Objectifs:
a – Recopiez le passage du récit qui débute par « On s'est ainsi » et s'achève après « vient de sortir. », en y changeant « la patinoire » en « la grande roue ».
b – Répondez brièvement à ces questions sur le récit :
(i) À quelle heure fait-il nuit ?
(ii) Quel drapeau agitent les membres de l'EDL restés devant le pub ?
(iii) Qui a pris la plupart des photos ?

Texte fourni:
::::

Vers 15 heures, demi-tour sur la place principale, pour aller déjeuner dans un pub. Le repas est ponctué de nombreux allers et venues de gars bourrés, et au final, plein de skinheads (encore une fois, cela me désole d'ainsi généraliser, mais je vous promets qu'on les reconnaissait) qui partent par la sortie de secours. On ne comprenait rien, mais en sortant du resto, tout est devenu clair (sauf le jour : il fait nuit à 16h). Nos militants de l'EDL étaient venus faire la tournée des bars après leur manif, et se sont faits piégés par les contre-manifestants, qui les attendaient à la sortie du pub, rejoints par la communauté pakistanaise. Dans un élan de courage admirable, les membres de la EDL se sont enfuis par derrière (d'où, les allers et venues vers la porte de secours), sauf quelques-uns un peu plus imbibés qui sortent du pub pour réclamer leur "country back" en agitant leur drapeau (pas l'Union Jack britannique, mais la St Georges' cross anglaise, l'EDL méprisant également Ecossais et Gallois).

On s'est ainsi retrouvées au milieu des Pakis, encerclées par les flics, et Marion s'est improvisée reporter le temps d'une soirée (la plupart des photos sont d'elle, merci !). Petite précision. J'ai relaté cette journée de façon très manichéenne, les gentils d'un côté et les méchants de l'autre. Evidemment, l'EDL est détestable, horrible, et tout et tout. Mais les personnes avec qui on s'est retrouvées ne sont pas des victimes. Rien à voir avec les contre-manifestants chevelus, stone, peace and love, et militant au socialist party (équivalent du parti communiste français) croisés le matin. Eux n'avaient rien de peaceful.

A la sortie du bar, les militants anti-EDL attendent les manifestants.
Au second plan, la patinoire, le marché de Noël et la Council house.

Là, on a rejoint les contre-manifestants : on est face au pub où on a mangé, d'où on vient de sortir.

::::

[Données enregistrées]
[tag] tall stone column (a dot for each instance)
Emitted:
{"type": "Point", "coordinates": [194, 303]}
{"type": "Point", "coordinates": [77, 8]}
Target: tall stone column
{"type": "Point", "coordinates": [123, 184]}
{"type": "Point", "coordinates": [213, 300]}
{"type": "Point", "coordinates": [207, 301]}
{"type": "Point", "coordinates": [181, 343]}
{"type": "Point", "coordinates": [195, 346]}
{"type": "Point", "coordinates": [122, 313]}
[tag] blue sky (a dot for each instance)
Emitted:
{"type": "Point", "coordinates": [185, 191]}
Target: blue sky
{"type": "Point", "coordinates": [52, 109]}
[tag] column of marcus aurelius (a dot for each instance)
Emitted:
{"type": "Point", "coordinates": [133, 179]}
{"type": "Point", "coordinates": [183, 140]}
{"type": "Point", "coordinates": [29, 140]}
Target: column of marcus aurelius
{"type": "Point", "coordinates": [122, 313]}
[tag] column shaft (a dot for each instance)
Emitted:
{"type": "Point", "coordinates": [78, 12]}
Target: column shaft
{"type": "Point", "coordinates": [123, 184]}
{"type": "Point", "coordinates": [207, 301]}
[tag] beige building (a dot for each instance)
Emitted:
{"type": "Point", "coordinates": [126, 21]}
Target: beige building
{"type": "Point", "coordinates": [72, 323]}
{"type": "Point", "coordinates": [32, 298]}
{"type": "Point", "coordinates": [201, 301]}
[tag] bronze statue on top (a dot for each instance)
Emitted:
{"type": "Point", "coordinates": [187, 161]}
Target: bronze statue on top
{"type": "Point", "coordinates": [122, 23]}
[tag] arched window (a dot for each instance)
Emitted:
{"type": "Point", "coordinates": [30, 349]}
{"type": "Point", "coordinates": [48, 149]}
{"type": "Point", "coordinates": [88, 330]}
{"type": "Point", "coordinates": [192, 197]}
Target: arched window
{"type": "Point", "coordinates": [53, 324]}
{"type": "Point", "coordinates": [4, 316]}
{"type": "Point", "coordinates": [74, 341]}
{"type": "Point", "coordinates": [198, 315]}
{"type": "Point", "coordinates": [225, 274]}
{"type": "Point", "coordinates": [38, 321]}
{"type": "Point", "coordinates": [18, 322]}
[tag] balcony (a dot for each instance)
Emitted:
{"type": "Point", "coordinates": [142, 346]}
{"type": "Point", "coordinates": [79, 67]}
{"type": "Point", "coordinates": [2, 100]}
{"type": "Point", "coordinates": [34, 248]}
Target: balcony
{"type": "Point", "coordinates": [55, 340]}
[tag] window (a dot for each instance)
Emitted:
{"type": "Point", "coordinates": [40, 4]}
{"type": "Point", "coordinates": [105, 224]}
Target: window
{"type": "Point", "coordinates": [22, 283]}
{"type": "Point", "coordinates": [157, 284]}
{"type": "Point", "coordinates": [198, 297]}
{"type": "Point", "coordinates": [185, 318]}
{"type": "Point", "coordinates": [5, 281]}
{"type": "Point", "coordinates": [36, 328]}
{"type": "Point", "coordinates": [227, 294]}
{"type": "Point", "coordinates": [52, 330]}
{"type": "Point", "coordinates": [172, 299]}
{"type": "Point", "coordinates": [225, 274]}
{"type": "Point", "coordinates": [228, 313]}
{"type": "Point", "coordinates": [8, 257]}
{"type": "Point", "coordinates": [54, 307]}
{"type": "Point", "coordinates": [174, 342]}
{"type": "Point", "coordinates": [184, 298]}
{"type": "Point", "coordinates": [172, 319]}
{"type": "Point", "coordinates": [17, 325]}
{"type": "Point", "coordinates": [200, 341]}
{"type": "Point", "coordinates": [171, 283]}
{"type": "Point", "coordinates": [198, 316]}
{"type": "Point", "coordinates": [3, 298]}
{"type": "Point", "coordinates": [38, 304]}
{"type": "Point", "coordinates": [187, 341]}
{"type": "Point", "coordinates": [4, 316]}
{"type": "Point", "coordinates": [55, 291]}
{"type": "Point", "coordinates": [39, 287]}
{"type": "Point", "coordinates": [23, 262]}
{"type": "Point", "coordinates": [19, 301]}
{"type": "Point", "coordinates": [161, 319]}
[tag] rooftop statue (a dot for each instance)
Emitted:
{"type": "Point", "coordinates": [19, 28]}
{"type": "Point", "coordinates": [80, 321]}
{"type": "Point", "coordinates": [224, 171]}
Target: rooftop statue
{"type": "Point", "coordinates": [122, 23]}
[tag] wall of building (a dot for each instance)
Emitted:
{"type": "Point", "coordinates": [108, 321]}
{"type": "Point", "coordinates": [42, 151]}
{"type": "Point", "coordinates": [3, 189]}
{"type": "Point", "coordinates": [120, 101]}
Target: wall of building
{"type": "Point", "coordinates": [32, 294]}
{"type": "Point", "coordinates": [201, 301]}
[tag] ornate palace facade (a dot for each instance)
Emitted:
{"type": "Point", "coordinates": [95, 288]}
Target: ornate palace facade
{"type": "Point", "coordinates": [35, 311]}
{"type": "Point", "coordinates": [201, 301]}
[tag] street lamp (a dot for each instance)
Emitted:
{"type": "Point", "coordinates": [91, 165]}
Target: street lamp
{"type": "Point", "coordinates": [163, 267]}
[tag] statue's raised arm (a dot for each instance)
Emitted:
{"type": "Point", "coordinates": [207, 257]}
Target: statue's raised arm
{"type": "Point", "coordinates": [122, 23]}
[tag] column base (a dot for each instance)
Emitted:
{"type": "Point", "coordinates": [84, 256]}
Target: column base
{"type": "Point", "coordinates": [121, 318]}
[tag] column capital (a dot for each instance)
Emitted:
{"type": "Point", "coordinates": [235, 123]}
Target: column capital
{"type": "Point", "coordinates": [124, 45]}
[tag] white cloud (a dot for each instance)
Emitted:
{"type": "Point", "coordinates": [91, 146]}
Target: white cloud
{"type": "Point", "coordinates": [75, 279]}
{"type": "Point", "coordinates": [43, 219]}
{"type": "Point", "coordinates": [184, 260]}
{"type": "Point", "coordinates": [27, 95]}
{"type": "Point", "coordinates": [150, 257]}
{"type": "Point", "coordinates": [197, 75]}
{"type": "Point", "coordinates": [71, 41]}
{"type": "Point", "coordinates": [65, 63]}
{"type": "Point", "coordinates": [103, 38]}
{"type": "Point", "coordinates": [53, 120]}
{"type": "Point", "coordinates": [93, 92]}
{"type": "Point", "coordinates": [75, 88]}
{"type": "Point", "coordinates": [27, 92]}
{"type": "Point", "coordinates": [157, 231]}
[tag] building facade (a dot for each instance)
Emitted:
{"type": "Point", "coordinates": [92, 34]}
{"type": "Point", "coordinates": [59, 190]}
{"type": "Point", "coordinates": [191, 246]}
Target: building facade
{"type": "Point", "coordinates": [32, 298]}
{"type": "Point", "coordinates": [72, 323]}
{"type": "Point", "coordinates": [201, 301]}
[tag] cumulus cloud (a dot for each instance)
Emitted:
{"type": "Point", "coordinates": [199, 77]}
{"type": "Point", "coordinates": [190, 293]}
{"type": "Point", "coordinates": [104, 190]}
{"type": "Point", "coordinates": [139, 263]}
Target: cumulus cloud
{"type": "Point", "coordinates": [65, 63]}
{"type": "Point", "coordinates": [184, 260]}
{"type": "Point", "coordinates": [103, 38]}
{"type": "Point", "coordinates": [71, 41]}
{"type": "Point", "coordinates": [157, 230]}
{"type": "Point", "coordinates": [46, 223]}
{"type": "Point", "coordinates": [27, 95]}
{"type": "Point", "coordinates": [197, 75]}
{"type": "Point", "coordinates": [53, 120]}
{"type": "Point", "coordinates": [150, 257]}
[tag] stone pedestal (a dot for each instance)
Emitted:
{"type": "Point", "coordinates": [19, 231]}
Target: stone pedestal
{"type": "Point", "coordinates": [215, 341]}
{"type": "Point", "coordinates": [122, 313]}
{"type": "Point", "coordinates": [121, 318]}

::::

Résultats attendus:
a –
On s'est ainsi retrouvées au milieu des Pakis, encerclées par les flics, et Marion s'est improvisée reporter le temps d'une soirée (la plupart des photos sont d'elle, merci !). Petite précision. J'ai relaté cette journée de façon très manichéenne, les gentils d'un côté et les méchants de l'autre. Evidemment, l'EDL est détestable, horrible, et tout et tout. Mais les personnes avec qui on s'est retrouvées ne sont pas des victimes. Rien à voir avec les contre-manifestants chevelus, stone, peace and love, et militant au socialist party (équivalent du parti communiste français) croisés le matin. Eux n'avaient rien de peaceful.

A la sortie du bar, les militants anti-EDL attendent les manifestants.
Au second plan, la grande roue, le marché de Noël et la Council house.

Là, on a rejoint les contre-manifestants : on est face au pub où on a mangé, d'où on vient de sortir.

b –
(i) À 16h.
(ii) La St Georges' cross anglaise.
(iii) Marion.